→ **LIST OF TASKS**
(1) According to the sesame shrimp recipe, how many servings does it yield?
(2) Print the stretch of the sesame shrimp recipe from "These shrimp are" through "toasted sesame oil.".

(Beginning of TEXT EXCERPT)

I am beyond impressed at how easy and delish this dinner was!! I loved the batter – kind of like the batter on sweet & sour chicken we get from the local Chinese joint! REALLY easy to put together. I served it over rice and with some sugar snap peas. This is a repeater for sure!
These shrimp are super-easy to make—just coat them in a simple batter, cook them in a little oil and toss with a tangy sesame-orange sauce. The staff at EatingWell simply could not get enough of these delicious shrimp while we were developing this recipe. Serve with: Brown basmati rice and steamed snow peas tossed with a little toasted sesame oil.
Yield: 4 servings
Source: Eating Well Magazine – November/December 2009
3 tablespoons sesame seeds (white, black or a mix)
2 large egg whites
1/4 cup cornstarch
1/4 teaspoon salt
1/4 teaspoon freshly ground pepper
1 pound peeled and deveined raw shrimp (21-25 per pound)
2 tablespoons canola oil, divided
3/4 cup orange juice
1/4 cup dry sherry (see Note)

(End of TEXT EXCERPT)
(Beginning of INPUT DATA)

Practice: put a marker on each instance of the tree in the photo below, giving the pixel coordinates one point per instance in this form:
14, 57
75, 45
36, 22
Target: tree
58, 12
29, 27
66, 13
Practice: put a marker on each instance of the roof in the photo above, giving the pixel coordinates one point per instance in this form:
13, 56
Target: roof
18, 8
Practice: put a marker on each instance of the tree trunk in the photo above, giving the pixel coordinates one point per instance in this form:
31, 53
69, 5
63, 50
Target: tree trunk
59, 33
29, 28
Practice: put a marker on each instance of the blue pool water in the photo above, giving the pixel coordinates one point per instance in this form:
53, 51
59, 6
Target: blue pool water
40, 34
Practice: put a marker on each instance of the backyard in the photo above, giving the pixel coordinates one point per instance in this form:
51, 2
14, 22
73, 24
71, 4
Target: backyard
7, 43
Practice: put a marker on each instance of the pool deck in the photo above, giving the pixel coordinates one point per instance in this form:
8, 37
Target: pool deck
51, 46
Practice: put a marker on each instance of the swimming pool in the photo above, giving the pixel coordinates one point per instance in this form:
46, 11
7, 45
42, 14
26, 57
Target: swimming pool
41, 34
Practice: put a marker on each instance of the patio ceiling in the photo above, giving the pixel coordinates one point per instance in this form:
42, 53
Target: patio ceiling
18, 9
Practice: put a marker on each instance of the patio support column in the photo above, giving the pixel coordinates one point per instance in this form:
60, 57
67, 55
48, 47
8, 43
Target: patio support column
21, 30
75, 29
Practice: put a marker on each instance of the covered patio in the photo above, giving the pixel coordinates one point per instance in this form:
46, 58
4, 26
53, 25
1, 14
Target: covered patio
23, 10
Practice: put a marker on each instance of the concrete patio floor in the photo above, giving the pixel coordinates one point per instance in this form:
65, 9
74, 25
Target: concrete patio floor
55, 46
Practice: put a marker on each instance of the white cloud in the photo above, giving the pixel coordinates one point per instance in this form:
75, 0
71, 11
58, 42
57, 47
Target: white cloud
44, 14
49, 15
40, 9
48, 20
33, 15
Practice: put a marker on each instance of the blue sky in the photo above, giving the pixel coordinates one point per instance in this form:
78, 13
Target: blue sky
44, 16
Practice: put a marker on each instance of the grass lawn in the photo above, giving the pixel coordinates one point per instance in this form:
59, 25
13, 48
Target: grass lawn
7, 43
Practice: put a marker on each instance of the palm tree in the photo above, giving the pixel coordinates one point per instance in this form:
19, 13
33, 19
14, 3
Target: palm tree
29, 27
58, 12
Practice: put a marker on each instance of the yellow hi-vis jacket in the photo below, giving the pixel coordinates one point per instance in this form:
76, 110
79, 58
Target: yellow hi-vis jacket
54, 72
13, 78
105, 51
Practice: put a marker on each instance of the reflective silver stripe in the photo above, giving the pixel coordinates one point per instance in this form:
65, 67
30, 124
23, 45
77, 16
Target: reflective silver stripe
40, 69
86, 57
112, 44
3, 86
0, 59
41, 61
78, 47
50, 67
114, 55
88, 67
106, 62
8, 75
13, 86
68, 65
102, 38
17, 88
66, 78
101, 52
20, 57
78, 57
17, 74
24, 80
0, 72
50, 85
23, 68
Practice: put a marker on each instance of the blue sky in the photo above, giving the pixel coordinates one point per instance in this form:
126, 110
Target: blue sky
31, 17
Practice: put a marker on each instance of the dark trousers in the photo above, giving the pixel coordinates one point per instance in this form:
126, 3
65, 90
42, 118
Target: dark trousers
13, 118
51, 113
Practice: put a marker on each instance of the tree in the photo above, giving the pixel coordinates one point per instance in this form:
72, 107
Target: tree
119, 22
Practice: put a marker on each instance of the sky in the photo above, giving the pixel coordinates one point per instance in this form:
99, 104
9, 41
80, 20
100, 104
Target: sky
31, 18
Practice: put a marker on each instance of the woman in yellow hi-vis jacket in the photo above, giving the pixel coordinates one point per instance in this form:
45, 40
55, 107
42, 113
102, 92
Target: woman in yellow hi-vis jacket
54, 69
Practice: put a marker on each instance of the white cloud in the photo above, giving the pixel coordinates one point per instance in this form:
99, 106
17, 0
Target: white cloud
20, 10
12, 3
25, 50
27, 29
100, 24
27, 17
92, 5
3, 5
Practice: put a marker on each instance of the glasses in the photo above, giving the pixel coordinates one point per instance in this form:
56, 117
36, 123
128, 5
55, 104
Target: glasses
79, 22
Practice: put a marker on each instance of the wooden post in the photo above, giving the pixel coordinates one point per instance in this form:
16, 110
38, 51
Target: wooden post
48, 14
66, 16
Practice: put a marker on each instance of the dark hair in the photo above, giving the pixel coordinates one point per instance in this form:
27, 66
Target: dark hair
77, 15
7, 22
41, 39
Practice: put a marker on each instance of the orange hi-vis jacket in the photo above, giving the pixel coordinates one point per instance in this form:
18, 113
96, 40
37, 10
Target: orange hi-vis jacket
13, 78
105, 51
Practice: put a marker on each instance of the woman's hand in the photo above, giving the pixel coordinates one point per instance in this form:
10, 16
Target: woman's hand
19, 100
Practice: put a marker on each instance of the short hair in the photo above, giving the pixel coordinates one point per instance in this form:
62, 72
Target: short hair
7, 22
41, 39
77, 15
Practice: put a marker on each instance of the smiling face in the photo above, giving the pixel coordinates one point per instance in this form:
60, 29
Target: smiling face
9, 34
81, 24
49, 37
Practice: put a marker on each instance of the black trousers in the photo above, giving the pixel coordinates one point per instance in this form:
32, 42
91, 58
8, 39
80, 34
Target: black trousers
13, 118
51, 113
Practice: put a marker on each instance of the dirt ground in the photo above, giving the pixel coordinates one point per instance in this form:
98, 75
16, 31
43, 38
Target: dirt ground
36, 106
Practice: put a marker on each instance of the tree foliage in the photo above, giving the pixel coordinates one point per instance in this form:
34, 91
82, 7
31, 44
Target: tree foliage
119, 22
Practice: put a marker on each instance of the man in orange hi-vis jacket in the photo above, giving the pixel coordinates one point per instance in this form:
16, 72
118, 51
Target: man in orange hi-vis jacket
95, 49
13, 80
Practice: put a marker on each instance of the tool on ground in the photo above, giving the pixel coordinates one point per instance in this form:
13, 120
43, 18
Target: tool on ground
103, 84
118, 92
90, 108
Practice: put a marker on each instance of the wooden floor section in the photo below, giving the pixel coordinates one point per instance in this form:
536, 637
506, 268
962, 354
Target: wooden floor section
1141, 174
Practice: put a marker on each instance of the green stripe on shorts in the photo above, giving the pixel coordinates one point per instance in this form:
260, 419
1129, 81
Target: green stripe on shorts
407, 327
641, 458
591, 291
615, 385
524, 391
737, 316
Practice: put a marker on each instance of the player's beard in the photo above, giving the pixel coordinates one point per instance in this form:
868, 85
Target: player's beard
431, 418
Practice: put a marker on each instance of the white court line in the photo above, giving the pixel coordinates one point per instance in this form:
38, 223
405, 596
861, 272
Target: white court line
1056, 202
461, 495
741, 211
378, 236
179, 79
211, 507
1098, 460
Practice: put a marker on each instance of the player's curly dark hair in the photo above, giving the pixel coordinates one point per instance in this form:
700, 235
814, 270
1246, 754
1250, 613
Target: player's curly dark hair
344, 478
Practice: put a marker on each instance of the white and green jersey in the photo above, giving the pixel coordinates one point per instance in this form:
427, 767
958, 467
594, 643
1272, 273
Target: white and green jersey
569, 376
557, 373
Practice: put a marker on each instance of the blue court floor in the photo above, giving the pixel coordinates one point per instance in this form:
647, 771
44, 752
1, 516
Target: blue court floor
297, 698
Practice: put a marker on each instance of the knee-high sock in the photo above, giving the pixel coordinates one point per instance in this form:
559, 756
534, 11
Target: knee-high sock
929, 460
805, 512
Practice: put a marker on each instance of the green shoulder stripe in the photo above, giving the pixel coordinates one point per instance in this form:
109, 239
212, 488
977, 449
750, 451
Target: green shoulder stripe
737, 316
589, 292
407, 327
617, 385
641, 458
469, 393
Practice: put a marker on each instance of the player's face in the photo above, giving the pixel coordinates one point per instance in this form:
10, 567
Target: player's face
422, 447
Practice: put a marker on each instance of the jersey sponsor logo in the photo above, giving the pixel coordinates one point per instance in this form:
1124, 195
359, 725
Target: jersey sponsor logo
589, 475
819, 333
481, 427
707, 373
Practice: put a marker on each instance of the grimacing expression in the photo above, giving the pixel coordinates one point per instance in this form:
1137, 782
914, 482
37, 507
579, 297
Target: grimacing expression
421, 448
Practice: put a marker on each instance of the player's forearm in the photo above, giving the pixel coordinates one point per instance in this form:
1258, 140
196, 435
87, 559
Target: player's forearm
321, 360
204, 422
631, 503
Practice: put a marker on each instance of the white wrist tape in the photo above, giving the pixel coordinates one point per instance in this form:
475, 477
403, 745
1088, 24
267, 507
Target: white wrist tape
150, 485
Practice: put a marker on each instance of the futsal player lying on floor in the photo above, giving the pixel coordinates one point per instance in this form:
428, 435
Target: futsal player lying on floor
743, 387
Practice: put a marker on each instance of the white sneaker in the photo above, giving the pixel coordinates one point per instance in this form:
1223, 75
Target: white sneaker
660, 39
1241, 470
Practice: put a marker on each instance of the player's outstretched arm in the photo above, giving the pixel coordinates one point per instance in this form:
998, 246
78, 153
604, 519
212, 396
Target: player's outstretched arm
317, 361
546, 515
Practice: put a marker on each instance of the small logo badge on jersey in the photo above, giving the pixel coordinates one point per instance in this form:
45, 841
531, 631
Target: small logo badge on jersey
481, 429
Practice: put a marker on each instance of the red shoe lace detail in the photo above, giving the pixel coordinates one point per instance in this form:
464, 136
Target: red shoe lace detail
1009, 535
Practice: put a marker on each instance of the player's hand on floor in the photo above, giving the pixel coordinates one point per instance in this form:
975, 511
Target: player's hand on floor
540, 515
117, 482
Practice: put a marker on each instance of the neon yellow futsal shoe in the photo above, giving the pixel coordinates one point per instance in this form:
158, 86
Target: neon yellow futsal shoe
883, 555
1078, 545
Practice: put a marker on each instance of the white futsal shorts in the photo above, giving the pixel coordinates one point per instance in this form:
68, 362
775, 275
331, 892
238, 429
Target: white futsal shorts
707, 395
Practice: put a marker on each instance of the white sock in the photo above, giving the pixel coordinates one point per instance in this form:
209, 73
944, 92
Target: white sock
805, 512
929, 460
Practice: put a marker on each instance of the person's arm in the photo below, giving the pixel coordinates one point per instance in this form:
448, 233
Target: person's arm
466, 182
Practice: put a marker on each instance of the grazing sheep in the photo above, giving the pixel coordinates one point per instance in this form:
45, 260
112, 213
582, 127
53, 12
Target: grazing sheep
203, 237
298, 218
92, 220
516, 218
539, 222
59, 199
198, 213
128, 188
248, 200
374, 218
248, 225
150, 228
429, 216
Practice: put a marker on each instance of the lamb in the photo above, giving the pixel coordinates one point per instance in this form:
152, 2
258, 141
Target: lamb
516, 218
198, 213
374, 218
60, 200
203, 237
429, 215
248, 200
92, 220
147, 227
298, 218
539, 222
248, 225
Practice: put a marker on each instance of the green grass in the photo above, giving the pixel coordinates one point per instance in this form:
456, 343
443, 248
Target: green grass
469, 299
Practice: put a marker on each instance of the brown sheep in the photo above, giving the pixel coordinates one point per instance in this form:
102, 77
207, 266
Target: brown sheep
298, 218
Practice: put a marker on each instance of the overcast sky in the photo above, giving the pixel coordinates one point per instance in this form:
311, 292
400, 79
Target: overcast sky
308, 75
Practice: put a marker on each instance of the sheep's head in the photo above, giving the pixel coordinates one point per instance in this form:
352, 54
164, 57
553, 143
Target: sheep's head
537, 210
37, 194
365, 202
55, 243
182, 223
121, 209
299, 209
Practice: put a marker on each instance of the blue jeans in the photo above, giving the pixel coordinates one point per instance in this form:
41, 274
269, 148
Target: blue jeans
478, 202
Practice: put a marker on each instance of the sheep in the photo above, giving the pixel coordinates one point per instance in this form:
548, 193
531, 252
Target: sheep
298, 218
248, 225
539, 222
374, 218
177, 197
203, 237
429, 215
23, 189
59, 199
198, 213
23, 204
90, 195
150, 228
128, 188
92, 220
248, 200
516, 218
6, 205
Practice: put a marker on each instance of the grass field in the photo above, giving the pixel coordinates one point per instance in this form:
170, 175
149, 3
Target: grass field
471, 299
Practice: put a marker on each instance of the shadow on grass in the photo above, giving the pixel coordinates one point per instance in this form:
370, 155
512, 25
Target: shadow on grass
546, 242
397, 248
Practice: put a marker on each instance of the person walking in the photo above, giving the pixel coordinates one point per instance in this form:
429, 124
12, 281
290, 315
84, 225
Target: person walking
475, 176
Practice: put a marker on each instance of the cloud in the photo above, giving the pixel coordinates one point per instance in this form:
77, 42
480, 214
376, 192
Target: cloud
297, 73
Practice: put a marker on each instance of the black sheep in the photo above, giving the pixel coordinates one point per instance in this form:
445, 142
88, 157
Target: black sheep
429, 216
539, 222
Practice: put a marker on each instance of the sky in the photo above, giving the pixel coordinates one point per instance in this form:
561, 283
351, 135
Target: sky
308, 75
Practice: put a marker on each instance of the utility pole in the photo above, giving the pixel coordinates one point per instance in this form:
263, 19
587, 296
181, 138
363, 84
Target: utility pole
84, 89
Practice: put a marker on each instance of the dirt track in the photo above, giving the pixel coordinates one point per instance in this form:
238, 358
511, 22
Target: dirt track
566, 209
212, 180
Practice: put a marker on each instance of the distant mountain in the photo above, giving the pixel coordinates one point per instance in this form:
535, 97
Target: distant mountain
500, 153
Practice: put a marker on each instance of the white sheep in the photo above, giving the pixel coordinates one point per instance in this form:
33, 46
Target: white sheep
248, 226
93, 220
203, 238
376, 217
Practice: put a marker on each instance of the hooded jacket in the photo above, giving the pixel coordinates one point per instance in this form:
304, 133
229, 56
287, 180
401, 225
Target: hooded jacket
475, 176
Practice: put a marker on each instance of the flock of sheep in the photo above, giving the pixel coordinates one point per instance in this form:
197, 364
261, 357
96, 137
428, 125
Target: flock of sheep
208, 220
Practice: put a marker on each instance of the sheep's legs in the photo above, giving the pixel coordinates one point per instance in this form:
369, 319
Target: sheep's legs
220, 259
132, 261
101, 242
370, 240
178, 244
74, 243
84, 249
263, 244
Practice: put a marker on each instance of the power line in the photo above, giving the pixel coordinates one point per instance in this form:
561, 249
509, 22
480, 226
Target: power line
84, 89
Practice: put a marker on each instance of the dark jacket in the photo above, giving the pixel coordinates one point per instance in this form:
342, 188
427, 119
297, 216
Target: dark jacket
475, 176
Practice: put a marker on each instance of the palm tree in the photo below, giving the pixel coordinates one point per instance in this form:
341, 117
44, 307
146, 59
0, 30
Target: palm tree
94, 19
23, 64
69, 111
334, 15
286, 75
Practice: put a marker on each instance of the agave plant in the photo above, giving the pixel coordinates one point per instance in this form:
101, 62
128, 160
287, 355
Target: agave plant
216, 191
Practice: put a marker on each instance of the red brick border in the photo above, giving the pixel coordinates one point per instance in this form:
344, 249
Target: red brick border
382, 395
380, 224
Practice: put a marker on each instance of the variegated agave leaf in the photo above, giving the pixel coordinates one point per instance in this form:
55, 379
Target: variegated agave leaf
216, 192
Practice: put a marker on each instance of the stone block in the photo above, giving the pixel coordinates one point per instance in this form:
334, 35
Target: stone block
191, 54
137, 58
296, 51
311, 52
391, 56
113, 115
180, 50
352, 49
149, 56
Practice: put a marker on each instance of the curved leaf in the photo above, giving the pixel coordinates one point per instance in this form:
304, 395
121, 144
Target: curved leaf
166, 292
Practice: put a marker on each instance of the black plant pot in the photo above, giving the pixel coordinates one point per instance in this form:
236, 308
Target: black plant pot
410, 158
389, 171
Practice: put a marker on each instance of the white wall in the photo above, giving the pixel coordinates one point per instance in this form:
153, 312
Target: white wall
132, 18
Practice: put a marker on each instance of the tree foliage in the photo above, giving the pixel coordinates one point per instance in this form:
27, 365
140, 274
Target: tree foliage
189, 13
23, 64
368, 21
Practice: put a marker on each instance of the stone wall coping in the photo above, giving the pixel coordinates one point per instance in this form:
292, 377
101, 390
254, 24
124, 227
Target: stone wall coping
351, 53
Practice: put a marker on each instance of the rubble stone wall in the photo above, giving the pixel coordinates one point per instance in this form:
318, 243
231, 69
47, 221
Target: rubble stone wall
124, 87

(End of INPUT DATA)

→ **RESULTS IN ORDER**
(1) It yields 4 servings.

(2)
These shrimp are super-easy to make—just coat them in a simple batter, cook them in a little oil and toss with a tangy sesame-orange sauce. The staff at EatingWell simply could not get enough of these delicious shrimp while we were developing this recipe. Serve with: Brown basmati rice and steamed snow peas tossed with a little toasted sesame oil.